-- Extract follows --

Johns Hopkins To Pay $190M For Gynecologist’s Pics Of Patients

July 24, 2014  |  


This might make you want to skip your next GYN visit. A gynecologist in Baltimore was secretly video taping his patients visits. And now one of the world’s most renowned medical centers must ante up $190 million in a settlement to his victims. And there were plenty of victims–8,000 women and girls to be exact.

Dr. Nikita Levy used a tiny camera shaped like a pen to record videos and photos without his female patients’ knowledge. When this was discovered by a female co-worker, he was fired after 25 years with the Johns Hopkins Health System in February 2013.  A few days later, Levy committed suicide, reports EUR This ‘N That.

Later, an investigation found about 1,200 videos and 140 images of patients stored on computers in Levy’s home. One of the plaintiffs’ attorney Howard Janet indicated there were 62 girls among the victims.

-- Extract concluded --
-- Provided material follows --

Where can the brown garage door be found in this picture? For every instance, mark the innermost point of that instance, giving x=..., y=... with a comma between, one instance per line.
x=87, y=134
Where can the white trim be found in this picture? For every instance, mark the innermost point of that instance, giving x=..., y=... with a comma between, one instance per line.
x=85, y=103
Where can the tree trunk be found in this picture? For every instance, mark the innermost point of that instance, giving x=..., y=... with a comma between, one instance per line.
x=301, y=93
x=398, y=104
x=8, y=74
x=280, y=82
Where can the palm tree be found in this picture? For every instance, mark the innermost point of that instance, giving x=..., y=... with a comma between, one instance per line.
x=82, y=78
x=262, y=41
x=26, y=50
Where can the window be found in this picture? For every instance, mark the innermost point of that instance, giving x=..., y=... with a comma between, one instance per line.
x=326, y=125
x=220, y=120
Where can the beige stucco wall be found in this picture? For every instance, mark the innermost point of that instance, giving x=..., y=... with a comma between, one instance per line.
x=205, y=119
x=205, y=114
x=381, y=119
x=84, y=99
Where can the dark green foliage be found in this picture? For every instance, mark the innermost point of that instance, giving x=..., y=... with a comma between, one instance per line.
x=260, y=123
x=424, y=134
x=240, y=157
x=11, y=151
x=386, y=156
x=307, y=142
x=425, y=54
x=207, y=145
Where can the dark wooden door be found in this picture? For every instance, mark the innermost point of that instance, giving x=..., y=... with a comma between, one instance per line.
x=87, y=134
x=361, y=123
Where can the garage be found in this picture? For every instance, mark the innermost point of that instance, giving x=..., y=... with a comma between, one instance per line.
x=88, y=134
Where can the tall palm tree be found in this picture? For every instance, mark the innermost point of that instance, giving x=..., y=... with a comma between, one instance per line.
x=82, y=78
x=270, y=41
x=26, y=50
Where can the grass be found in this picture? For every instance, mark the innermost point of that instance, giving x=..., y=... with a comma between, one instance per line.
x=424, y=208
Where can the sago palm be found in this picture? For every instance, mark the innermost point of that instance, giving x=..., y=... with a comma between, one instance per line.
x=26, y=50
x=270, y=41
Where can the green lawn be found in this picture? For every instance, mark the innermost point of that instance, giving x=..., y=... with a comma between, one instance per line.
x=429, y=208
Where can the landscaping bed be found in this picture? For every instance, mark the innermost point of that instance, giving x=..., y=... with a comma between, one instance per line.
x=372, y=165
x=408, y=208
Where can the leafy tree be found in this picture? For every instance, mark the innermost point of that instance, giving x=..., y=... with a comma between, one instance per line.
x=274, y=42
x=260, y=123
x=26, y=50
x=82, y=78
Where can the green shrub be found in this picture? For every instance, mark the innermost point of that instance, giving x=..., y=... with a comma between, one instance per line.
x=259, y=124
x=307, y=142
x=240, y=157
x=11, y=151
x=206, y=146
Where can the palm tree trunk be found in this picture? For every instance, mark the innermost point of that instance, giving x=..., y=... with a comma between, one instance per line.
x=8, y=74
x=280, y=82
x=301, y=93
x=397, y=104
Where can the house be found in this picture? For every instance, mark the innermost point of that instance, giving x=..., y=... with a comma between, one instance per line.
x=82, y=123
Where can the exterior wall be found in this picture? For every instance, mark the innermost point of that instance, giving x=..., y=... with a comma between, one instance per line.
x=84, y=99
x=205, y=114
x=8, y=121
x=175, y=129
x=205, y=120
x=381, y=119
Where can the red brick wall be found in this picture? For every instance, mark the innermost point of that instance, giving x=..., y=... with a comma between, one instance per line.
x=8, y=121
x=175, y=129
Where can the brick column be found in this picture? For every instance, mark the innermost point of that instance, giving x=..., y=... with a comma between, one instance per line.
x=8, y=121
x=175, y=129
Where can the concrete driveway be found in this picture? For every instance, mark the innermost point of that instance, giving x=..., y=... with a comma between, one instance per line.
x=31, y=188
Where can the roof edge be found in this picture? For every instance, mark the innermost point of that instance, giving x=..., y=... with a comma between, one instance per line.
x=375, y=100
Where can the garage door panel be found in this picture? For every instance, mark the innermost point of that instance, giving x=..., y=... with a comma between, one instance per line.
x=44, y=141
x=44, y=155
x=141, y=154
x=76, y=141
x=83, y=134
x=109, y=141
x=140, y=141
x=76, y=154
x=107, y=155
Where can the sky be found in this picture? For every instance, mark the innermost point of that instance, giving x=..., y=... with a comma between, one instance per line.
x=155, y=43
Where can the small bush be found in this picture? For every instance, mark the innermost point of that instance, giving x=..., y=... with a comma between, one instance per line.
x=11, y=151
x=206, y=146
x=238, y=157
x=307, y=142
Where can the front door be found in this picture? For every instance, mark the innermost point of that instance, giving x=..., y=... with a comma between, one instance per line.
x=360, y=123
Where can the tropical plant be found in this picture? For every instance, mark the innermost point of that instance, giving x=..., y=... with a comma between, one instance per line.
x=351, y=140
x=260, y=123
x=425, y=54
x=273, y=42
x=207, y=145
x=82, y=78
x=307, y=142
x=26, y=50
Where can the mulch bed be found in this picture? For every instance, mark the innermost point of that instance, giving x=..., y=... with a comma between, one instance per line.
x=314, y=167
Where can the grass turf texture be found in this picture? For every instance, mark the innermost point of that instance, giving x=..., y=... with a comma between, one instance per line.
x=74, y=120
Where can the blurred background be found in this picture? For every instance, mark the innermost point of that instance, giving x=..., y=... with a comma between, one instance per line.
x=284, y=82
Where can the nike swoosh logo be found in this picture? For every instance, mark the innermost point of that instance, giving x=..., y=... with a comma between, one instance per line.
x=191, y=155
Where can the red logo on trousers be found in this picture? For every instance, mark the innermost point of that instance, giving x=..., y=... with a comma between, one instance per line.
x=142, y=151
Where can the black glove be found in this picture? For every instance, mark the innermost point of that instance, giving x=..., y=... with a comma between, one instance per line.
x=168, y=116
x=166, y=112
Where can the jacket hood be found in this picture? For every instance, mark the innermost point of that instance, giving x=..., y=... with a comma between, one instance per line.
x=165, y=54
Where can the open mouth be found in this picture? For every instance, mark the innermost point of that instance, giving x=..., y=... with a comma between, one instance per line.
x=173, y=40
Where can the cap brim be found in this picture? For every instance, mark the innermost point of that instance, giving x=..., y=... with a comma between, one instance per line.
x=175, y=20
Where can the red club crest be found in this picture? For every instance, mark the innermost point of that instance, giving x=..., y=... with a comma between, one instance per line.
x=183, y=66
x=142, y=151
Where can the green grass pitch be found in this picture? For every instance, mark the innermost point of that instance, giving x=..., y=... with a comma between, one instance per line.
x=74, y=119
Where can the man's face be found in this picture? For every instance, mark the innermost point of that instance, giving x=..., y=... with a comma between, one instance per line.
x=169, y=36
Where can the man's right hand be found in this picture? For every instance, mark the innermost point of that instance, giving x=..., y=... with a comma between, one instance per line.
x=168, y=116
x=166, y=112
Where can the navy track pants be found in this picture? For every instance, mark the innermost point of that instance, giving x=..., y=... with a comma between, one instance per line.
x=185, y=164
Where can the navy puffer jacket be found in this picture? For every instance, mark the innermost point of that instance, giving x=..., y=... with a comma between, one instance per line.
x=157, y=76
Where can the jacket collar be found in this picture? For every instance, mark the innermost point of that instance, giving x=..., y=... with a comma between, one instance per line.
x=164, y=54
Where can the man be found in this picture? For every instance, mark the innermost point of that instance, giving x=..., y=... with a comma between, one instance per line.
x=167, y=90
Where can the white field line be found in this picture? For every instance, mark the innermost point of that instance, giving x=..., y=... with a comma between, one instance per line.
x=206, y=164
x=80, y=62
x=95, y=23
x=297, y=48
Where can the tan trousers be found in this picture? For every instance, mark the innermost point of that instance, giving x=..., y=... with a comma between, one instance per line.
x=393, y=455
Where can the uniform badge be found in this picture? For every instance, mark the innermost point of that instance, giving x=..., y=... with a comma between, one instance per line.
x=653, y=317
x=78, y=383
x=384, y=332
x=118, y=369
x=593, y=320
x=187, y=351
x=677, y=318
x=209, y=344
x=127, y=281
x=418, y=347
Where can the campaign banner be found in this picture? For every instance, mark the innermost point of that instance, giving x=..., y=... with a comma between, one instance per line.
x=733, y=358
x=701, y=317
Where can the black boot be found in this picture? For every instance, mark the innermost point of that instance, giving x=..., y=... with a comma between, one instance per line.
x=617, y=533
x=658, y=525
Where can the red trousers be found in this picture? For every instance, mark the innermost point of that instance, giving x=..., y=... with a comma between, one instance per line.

-- Provided material concluded --

## Activity
Can you continue the article above about the Johns Hopkins gynecologist settlement, starting after its last sentence?

## Response box
“All of these women were brutalized by this,” said their lead attorney, Jonathan Schochor. “Some of these women needed counseling, they were sleepless, they were dysfunctional in the workplace, they were dysfunctional at home, they were dysfunctional with their mates. This breach of trust, this betrayal — this is how they felt.”

So now John Hopkins has opted for a settlement, a major one to try to compensate the victims for this unbelievable violation of their privacy. This preliminary settlement was recently approved by a judge and is said to be one of the largest ever on record for sexual misconduct of a physician, reports The Huffington Post.  “Each plaintiff was interviewed by a forensic psychologist and a post-traumatic stress specialist to determine how much trauma she suffered and how much money she will receive,” reports The Boston Herald.

Some of the victims have not been identified–it would be nearly impossible to do so. According to the lead attorney for the victims, there were thousands of women and girls traumatized and it would inflict more distress to have them “sit around a table and try to identify sexual organs without pictures of faces,” according to Schochor.